____ Extract to read

This month we review a children's book that explains that diabetes can be successfully cured with a plant-based diet.
The Doctors in Mili's Suitcase:
How I Cured Diabetes with Food
By Katherine Orr
Pacific Raven Press , 2014
Enter Aunt Mili who comes for a visit and uses the books and DVDs in her suitcase to help Hana beat her disease. In a gentle, loving manner she explains that just as diabetes is caused by food, it can also cured with food. Aunt Mili tells her niece, "The food you eat becomes your body. If you want a junk body, eat junk food. If you want a body that's a clean and lean self-healing machine, then feed it with fuel that's designed for the job."
With the guidance of Aunt Mili, Hana embarks on "Our Great Food Adventure" that leads her to dramatic weight loss and health improvement. The adventure means following a WFPB (Whole Food Plant Based) nutrition program revealed in the story.
The book features the author's striking, full-color illustrations of Hawaiian people, fresh fruits and vegetables, and island scenery that give the story its charming setting. On many pages there are green sidebars with elaborations on the information presented in the story. "Each doctor in Milli's suitcase had his or her own recipes and suggestions," Orr writes. "But overall, the doctors shared a single strong message: Fill up with plant foods--they move you toward health." That statement sums up the essence of this book.
The book concludes with two pages of "I used to think:" information followed by "But now I've learned." The author begins with
Type 2 diabetes was incurable.
But now I've learned:
Type 2 diabetes can be cured easily in most people."
A page of resources lists books and DVDs as well as websites where they may be obtained.
Readers will also find two full-page illustrations with healthy recipes, one for a Simple Green Smoothie, the other a Confetti Salad with Orange-Walnut Dressing.
Sharing The Doctors in Mili's Suitcase, parents and children can discuss both the story and sidebars to achieve health improvement. The book speaks to people of all ages, because they and members of their families may be victims of this chronic disease.
Reading the introduction by Dr. Neal Barnard and noting the other recommendations, the reader may be aware that all of the health professionals praising this book have written similar information directed at adult audiences. They all stress the advantages of a plant-based diet in coping with and reversing type 2 diabetes. Diabetes is not a death and misery sentence, if people only realize that wholesome plant-based food may provide the cure.
If every family had an Aunt Mili, there might not be a youth obesity crisis and a diabetes epidemic.

________
____ Source data

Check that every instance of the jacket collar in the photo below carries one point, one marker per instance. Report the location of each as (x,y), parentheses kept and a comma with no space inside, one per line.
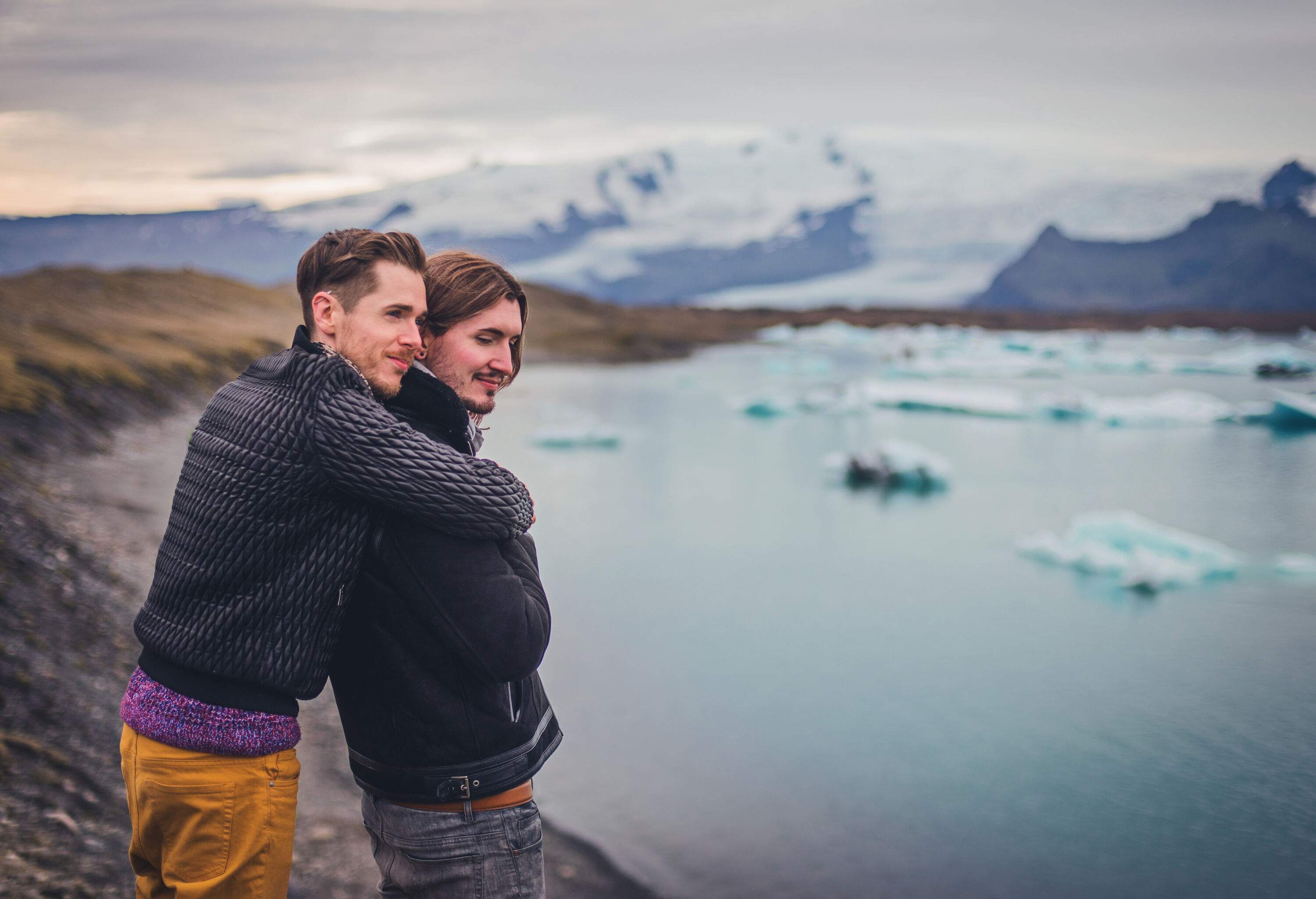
(429,399)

________

The problem:
Rewrite the passage of the book review that begins at the words "A page of resources" and stops after "with Orange-Walnut Dressing.", putting "online stores" in place of "websites".

Your response:
A page of resources lists books and DVDs as well as online stores where they may be obtained.
Readers will also find two full-page illustrations with healthy recipes, one for a Simple Green Smoothie, the other a Confetti Salad with Orange-Walnut Dressing.